→ **Required action**: Restate the records in full, keeping every word as it is.

→ **Material to process**:
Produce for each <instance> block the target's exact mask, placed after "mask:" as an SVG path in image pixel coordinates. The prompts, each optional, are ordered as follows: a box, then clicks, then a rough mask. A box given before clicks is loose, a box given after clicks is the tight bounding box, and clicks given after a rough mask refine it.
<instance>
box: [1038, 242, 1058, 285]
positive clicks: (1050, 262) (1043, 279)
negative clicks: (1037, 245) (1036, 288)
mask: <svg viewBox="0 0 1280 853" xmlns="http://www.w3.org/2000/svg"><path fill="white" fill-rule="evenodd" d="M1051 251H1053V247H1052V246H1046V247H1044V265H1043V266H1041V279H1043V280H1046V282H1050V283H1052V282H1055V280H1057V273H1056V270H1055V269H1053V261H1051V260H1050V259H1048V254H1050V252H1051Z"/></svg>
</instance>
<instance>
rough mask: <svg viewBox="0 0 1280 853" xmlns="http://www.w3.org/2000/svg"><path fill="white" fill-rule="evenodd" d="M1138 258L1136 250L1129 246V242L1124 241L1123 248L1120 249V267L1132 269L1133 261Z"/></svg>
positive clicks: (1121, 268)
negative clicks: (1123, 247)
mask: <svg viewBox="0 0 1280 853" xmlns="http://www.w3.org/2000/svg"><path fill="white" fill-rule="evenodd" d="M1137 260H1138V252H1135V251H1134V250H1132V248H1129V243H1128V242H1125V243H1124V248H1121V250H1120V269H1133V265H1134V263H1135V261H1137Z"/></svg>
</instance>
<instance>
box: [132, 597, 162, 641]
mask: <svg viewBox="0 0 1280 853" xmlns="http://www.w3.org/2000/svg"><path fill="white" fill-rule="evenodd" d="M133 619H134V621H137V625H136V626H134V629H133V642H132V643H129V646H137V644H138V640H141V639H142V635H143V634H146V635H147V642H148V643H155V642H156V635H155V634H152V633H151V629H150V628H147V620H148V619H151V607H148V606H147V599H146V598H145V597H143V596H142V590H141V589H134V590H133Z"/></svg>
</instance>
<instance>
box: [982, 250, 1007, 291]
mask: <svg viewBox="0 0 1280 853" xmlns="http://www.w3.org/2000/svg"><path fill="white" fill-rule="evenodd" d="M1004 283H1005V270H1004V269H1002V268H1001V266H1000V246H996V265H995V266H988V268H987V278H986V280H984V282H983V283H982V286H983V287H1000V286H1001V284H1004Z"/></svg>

→ **Result of the task**:
Produce for each <instance> block the target's exact mask, placed after "mask:" as an SVG path in image pixel coordinates. The prompts, each optional, are ordered as follows: a box, then clicks, then a rough mask. A box given before clicks is loose, a box given after clicks is the tight bounding box, and clicks given after a rough mask refine it.
<instance>
box: [1038, 242, 1058, 285]
positive clicks: (1050, 262) (1043, 279)
negative clicks: (1037, 245) (1036, 288)
mask: <svg viewBox="0 0 1280 853" xmlns="http://www.w3.org/2000/svg"><path fill="white" fill-rule="evenodd" d="M1051 251H1053V247H1052V246H1046V247H1044V265H1043V266H1041V279H1043V280H1046V282H1050V283H1052V282H1055V280H1057V273H1056V270H1055V269H1053V261H1051V260H1050V259H1048V254H1050V252H1051Z"/></svg>
</instance>
<instance>
rough mask: <svg viewBox="0 0 1280 853" xmlns="http://www.w3.org/2000/svg"><path fill="white" fill-rule="evenodd" d="M1138 258L1136 250L1129 246V242L1124 241L1123 248L1120 249V267L1132 269L1133 261Z"/></svg>
positive clicks: (1121, 268)
negative clicks: (1123, 247)
mask: <svg viewBox="0 0 1280 853" xmlns="http://www.w3.org/2000/svg"><path fill="white" fill-rule="evenodd" d="M1137 260H1138V252H1135V251H1134V250H1132V248H1129V243H1128V242H1125V243H1124V248H1121V250H1120V269H1133V265H1134V263H1135V261H1137Z"/></svg>
</instance>
<instance>
box: [132, 597, 162, 641]
mask: <svg viewBox="0 0 1280 853" xmlns="http://www.w3.org/2000/svg"><path fill="white" fill-rule="evenodd" d="M133 619H134V621H137V625H136V626H134V629H133V642H132V643H129V646H137V644H138V640H141V639H142V635H143V634H146V635H147V642H148V643H155V642H156V635H155V634H152V633H151V629H150V628H147V620H148V619H151V607H148V606H147V599H146V598H145V597H143V596H142V590H141V589H134V590H133Z"/></svg>
</instance>
<instance>
box: [982, 250, 1007, 291]
mask: <svg viewBox="0 0 1280 853" xmlns="http://www.w3.org/2000/svg"><path fill="white" fill-rule="evenodd" d="M1004 283H1005V270H1004V269H1002V268H1001V266H1000V246H996V265H995V266H988V268H987V278H986V280H984V282H983V283H982V286H983V287H1000V286H1001V284H1004Z"/></svg>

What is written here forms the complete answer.